What you are asked to do: You are asked to write out the entries exactly as they are given.
=== Supplied data ===
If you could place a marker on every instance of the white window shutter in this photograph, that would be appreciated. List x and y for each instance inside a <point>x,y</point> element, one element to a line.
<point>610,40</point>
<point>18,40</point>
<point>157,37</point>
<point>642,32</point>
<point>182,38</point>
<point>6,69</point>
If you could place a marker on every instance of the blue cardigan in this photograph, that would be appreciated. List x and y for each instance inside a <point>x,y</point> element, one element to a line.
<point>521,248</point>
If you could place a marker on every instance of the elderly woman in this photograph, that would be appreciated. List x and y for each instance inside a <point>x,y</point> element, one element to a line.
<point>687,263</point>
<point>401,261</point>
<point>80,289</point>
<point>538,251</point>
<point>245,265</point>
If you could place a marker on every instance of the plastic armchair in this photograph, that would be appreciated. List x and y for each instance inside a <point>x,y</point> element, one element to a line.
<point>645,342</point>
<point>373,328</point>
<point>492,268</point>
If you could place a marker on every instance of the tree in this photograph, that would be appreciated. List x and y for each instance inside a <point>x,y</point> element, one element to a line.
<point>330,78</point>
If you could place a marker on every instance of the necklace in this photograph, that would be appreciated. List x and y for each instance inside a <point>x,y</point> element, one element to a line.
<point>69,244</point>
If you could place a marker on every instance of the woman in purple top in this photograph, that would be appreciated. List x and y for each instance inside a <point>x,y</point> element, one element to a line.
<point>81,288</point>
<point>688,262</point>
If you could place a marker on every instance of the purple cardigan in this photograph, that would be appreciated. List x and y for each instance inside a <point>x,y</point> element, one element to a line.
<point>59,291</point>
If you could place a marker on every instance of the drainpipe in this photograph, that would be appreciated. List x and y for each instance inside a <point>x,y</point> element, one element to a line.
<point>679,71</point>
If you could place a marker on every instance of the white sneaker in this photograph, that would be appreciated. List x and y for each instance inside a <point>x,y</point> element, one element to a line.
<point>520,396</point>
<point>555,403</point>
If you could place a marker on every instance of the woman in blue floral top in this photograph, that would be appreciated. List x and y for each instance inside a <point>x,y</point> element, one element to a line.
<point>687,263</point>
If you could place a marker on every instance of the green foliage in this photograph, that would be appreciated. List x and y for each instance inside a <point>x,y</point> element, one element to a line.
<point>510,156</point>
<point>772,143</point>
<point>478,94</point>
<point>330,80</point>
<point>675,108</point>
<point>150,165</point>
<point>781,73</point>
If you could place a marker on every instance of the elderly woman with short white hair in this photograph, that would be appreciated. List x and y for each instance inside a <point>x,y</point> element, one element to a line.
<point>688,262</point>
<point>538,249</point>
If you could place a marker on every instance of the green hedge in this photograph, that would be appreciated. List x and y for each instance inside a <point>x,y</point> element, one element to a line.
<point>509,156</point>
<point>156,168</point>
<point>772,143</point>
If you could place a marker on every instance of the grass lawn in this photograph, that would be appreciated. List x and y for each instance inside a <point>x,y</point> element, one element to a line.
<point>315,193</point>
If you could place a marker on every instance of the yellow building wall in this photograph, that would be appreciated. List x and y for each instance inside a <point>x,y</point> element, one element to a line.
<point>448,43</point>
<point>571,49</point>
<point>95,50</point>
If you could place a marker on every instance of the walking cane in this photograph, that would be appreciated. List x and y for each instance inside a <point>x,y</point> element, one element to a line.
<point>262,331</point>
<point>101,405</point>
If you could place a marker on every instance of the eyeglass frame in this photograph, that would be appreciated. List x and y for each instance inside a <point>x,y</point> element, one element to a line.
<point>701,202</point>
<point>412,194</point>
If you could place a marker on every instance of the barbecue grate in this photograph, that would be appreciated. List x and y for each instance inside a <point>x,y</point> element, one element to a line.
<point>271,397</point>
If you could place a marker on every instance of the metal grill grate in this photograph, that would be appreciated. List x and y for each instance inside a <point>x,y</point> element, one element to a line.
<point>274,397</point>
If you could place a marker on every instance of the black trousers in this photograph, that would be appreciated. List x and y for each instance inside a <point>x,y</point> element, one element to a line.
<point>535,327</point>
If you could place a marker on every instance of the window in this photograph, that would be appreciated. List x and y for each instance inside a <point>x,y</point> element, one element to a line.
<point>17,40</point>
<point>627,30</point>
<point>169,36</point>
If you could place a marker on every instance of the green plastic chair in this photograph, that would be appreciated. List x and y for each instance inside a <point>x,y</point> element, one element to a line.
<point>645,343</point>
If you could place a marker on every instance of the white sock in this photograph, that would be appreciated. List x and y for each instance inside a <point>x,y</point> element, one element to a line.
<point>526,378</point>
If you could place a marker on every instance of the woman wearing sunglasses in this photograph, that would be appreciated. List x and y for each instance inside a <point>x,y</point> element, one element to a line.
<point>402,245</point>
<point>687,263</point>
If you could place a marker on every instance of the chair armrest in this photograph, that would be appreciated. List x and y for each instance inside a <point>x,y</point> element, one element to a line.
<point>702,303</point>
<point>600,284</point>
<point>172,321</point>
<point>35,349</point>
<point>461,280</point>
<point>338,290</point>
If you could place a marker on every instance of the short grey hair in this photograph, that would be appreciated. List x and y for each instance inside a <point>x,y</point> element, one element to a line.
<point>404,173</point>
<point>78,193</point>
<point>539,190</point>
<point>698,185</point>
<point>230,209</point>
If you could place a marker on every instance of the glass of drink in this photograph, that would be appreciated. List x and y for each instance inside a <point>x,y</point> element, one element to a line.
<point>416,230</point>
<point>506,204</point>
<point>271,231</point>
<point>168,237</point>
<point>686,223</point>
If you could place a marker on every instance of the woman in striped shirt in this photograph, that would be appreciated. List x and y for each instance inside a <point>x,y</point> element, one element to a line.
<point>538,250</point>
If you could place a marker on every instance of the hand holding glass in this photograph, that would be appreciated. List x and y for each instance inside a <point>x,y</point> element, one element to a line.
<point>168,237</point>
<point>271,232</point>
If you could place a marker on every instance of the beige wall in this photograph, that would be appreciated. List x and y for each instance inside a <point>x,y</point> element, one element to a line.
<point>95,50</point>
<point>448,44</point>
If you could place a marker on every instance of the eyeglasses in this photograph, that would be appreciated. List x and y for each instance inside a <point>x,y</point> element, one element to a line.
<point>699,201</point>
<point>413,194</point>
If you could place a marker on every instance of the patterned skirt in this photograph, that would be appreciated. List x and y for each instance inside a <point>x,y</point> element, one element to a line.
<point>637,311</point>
===
Written solution:
If you could place a marker on every instance of the white window shutter in this photograph, that would be appreciated. List x and y for each instance inside a <point>x,y</point> element, one element to a line.
<point>610,40</point>
<point>18,40</point>
<point>157,37</point>
<point>642,32</point>
<point>182,38</point>
<point>6,69</point>
If you could place a marker on every instance of the blue cardigan in this photograph, that would be appreciated. List x and y for each instance inside a <point>x,y</point> element, one element to a line.
<point>521,248</point>
If you could place a marker on every instance of the elderly woman in this photograph, that would be appreciated. List x and y for each instance inside a <point>x,y</point> element, one element to a line.
<point>687,263</point>
<point>401,261</point>
<point>80,289</point>
<point>538,251</point>
<point>245,265</point>
If you could place a marker on every instance of the plastic armchair in this photograph, that would be appreciated. List x and y for each instance inside a <point>x,y</point> element, one element to a line.
<point>645,342</point>
<point>373,328</point>
<point>492,268</point>
If you could place a marker on every instance of the tree in this photograph, that would be appreciated. List x and y for each instance inside a <point>x,y</point> element, one element to a line.
<point>330,78</point>
If you could place a marker on every instance of the necklace in this photograph, that would be appreciated. List x and y for each instance inside a <point>x,y</point> element, one element to a line.
<point>69,244</point>
If you could place a marker on every instance of the woman in purple top in this photograph, that would be appreciated. List x and y for each instance inside a <point>x,y</point> element, one element to a line.
<point>81,288</point>
<point>688,262</point>
If you could place a marker on every instance of the purple cardigan in this photograph, that would be appreciated. List x and y for each instance inside a <point>x,y</point> element, one element to a line.
<point>59,291</point>
If you could place a marker on every instance of the drainpipe in this photograph, that would be appreciated. List x and y for each instance inside a <point>x,y</point> element, one element to a line.
<point>679,71</point>
If you could place a marker on every instance of the white sneaker in this photograph, that would be appreciated. List x and y for each instance inside a <point>x,y</point> element, one element to a line.
<point>520,396</point>
<point>555,403</point>
If you could place a marker on every instance of the woman in blue floral top in this photograph, that would be appreciated. List x and y for each instance inside a <point>x,y</point> element, one element to a line.
<point>687,263</point>
If you could place a marker on every instance of the green foliage in this photograph, that would be appreciated. List x and y for each instance inside a <point>x,y</point> element, one element to a line.
<point>510,156</point>
<point>772,143</point>
<point>478,94</point>
<point>330,80</point>
<point>675,108</point>
<point>150,165</point>
<point>781,73</point>
If you could place a marker on every instance of the elderly woman with short white hair in this photograph, that would be appreciated. List x and y for each instance inside a <point>x,y</point> element, one element to a line.
<point>688,262</point>
<point>538,249</point>
If you could place a marker on every instance of the green hedge in this photograph, that would be appreciated. List x and y for each instance inside a <point>x,y</point> element, one element to a line.
<point>509,156</point>
<point>156,168</point>
<point>772,143</point>
If you could place a marker on every instance of the grass lawn in this photograph, that would be appreciated. List x and y for each instance inside a <point>x,y</point> element, one element to a line.
<point>315,193</point>
If you could place a marker on every instance of the yellow building wall in this photograph, that would be appreciated. List x and y for each instance inside a <point>x,y</point> element, one element to a line.
<point>448,43</point>
<point>571,49</point>
<point>95,50</point>
If you could place a marker on every instance of the walking cane in this photograph, that would be appreciated. List x and y for each instance inside a <point>x,y</point> element, one element to a line.
<point>262,331</point>
<point>101,405</point>
If you could place a marker on every instance of the eyeglass frame in this photograph, that would be appreciated. List x and y for each instance inside a <point>x,y</point> element, one element to a line.
<point>701,202</point>
<point>412,194</point>
If you could place a marker on every instance of the barbecue grate in this photograph, that would be appreciated. List x and y for each instance inside a <point>x,y</point> element, one element to a line.
<point>271,397</point>
If you could place a marker on every instance of the metal grill grate in this photograph, that would be appreciated. List x and y for each instance inside a <point>x,y</point> element, one element to a line.
<point>274,397</point>
If you could place a marker on every instance of the black trousers in this photograph, that would be appreciated. List x and y for each instance inside a <point>x,y</point> element, one element to a line.
<point>535,327</point>
If you could place a marker on every instance of the window in this photograph, that would be appreciated. List x and y for each instance inside a <point>x,y</point> element, one element to a line.
<point>17,40</point>
<point>627,30</point>
<point>169,36</point>
If you could place a marker on every instance of the green plastic chair in this photograph, that would be appreciated. List x and y for each instance inside a <point>x,y</point> element, one element to a line.
<point>645,343</point>
If you could place a marker on every instance of the white sock in this photograph, that would be appreciated. List x and y for each instance inside a <point>x,y</point> element, one element to a line.
<point>526,378</point>
If you could place a marker on every instance of the woman wearing sunglasses in this photograph, that would be appreciated. List x and y for each instance inside a <point>x,y</point> element, one element to a line.
<point>402,245</point>
<point>687,263</point>
If you could place a marker on every instance of the chair armrest in this photograph, that would be appreciated. List x and y for each instance inside a <point>x,y</point> element, one element to a line.
<point>702,303</point>
<point>600,284</point>
<point>172,321</point>
<point>35,349</point>
<point>461,280</point>
<point>338,290</point>
If you could place a marker on every instance of the short grey hair in this photograph, that would be appreciated. List x and y for each instance inside a <point>x,y</point> element, one element to a line.
<point>404,173</point>
<point>78,193</point>
<point>539,190</point>
<point>698,185</point>
<point>230,209</point>
If you could place a marker on every instance of the glass of drink in this photograph, that would be appreciated. List x and y for each instance inside a <point>x,y</point> element, one element to a line.
<point>416,230</point>
<point>506,204</point>
<point>271,231</point>
<point>168,237</point>
<point>686,223</point>
If you could place a marker on every instance of the woman in striped shirt in this photograph, that would be appreciated. List x and y for each instance inside a <point>x,y</point> element, one element to a line.
<point>538,250</point>
If you could place a marker on every instance of the hand holding glass in this photograph, that would be appreciated. List x and y for each instance inside a <point>x,y</point> element, one element to a line.
<point>168,237</point>
<point>271,232</point>
If you could place a marker on every instance of the beige wall in this photograph, that would be appreciated. List x and y for each instance inside a <point>x,y</point> element, one element to a line.
<point>95,50</point>
<point>448,44</point>
If you could place a marker on every instance of the eyeglasses in this photograph, that would be appreciated. List x and y for each instance inside a <point>x,y</point> element, one element to a line.
<point>699,201</point>
<point>413,194</point>
If you could place a marker on every instance of the patterned skirt in this photograph, that would be appreciated. List x and y for each instance inside a <point>x,y</point> element, one element to a line.
<point>637,311</point>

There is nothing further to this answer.